::: Extract

Between Xi and Trump, can PM afford to be ‘relaxed and comfortable’?
Anthony Albanese will definitely meet Xi Jinping on Chinese soil in 11 or 12 days’ time before he meets Donald Trump in India or somewhere (anywhere?) else on the planet. The fact of the Xi meeting has not yet been announced – it’s officially only at the “expected” stage – but this column has confirmed the prime minister’s July 12-18 trip includes a locked-in meeting with the Chinese president.
Illustration by Simon LetchCredit:
For politicians and commentators caught up in the doom-loop of the Trump-meeting-industrial-complex, this will be grounds for weeks of analysis in the lead-up to and following the Xi meeting, all of which will be rehashed ahead of Albanese’s inevitable first meeting with Trump.
Does this mean Albanese is soft on the Chinese president? Too accommodating? That he could have tried harder to meet the US president sooner, for example, at NATO in Holland, just a few days after he was denied that encounter at the G7 summit in Canada? Does it mean (gulp) that he isn’t taking the US-Australia relationship seriously enough?

::::::

— Exercise task A —
Rewrite the paragraph of the article that begins "Anthony Albanese will definitely meet" in a shorter form, keeping its main facts.
— Exercise task B —
Write out the part of the article starting with "Illustration by Simon" and going on through "relationship seriously enough?".

::: Dataset records

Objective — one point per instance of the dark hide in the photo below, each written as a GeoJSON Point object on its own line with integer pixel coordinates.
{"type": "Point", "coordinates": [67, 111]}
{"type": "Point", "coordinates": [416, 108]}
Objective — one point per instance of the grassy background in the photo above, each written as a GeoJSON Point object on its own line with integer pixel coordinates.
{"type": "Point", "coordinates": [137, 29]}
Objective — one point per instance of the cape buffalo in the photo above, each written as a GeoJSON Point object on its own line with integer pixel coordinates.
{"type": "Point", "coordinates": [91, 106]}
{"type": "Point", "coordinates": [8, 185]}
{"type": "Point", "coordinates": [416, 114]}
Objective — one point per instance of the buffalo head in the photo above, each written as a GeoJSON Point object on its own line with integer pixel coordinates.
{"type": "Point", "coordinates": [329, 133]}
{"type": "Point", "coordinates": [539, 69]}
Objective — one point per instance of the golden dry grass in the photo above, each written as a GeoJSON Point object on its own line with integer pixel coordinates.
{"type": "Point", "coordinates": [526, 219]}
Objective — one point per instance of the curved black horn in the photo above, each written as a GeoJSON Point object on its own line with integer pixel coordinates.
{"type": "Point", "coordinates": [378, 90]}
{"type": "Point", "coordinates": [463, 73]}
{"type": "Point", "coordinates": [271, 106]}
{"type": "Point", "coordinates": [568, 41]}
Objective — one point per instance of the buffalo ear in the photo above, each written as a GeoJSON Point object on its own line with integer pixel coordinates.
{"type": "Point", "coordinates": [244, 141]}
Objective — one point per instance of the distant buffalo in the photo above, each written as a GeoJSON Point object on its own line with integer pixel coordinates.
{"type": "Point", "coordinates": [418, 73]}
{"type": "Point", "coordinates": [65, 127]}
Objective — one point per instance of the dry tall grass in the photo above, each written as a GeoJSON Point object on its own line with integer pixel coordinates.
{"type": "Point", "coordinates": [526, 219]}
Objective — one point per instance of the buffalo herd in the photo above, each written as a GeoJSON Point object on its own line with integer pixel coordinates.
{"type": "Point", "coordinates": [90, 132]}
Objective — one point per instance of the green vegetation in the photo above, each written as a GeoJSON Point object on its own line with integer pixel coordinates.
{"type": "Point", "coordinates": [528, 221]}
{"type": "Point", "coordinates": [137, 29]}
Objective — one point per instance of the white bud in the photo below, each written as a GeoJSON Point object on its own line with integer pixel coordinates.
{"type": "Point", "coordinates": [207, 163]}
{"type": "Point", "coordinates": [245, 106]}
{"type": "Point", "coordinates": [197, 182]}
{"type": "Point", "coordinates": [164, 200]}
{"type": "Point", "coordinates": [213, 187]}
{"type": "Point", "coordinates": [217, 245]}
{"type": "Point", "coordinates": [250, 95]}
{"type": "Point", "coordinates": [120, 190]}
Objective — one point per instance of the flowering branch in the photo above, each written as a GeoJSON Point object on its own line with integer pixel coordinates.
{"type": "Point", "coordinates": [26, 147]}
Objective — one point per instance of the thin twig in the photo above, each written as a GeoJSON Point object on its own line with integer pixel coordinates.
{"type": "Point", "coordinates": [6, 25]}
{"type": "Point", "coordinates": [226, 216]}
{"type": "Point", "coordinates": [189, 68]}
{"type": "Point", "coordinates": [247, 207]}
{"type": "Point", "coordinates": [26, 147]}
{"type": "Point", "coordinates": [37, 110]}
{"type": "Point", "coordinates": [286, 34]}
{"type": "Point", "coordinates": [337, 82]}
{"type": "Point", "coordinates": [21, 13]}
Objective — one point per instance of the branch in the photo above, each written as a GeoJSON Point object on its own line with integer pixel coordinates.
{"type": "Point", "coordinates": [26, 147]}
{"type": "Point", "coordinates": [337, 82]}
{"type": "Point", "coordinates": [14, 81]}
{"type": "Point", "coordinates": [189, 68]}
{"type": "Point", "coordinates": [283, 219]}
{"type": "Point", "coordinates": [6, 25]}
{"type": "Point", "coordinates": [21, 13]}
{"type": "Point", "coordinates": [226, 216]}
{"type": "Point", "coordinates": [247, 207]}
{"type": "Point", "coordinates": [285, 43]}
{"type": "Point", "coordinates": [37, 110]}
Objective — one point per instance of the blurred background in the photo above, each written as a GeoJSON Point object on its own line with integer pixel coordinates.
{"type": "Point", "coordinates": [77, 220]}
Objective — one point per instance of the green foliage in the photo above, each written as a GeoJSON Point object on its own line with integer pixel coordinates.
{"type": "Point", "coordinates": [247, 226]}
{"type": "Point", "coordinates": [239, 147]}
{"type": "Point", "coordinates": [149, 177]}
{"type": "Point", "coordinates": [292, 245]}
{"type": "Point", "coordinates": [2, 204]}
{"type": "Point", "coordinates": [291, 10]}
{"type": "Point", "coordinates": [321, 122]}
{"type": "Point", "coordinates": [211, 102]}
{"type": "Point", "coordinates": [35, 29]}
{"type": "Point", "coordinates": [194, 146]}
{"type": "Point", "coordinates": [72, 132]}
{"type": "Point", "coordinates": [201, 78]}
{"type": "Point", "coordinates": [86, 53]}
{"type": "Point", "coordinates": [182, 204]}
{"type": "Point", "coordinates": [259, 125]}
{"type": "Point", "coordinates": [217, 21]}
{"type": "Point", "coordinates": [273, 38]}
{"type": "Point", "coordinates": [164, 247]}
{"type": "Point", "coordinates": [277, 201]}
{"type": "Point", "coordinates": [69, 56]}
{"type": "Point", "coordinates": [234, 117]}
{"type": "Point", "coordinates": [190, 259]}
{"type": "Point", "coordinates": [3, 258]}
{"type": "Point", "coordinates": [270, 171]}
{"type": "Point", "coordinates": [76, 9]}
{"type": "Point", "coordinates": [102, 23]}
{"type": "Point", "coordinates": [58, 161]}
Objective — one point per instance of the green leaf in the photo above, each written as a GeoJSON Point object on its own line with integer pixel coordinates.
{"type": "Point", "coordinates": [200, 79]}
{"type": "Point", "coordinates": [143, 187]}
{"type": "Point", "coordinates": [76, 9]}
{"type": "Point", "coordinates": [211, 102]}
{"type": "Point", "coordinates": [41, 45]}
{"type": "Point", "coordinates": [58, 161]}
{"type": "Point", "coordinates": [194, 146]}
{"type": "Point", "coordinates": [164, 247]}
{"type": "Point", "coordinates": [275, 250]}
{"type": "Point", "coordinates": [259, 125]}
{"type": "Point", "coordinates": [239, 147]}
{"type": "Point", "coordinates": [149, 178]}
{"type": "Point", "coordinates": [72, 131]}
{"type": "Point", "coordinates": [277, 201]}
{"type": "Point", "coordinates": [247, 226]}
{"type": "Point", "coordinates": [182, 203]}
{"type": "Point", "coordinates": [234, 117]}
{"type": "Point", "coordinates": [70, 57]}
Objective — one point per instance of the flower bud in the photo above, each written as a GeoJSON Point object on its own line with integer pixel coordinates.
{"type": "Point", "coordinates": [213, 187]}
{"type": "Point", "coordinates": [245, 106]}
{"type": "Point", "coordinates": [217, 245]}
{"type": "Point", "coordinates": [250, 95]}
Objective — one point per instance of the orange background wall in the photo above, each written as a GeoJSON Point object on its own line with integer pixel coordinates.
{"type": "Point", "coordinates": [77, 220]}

::::::

— Task result A —
Anthony Albanese will meet Xi Jinping in China in 11 or 12 days, before he meets Donald Trump in India or elsewhere. The meeting is officially only "expected" and hasn't been announced, but the column has confirmed that the prime minister's July 12-18 trip includes a locked-in meeting with the Chinese president.

— Task result B —
Illustration by Simon LetchCredit:
For politicians and commentators caught up in the doom-loop of the Trump-meeting-industrial-complex, this will be grounds for weeks of analysis in the lead-up to and following the Xi meeting, all of which will be rehashed ahead of Albanese’s inevitable first meeting with Trump.
Does this mean Albanese is soft on the Chinese president? Too accommodating? That he could have tried harder to meet the US president sooner, for example, at NATO in Holland, just a few days after he was denied that encounter at the G7 summit in Canada? Does it mean (gulp) that he isn’t taking the US-Australia relationship seriously enough?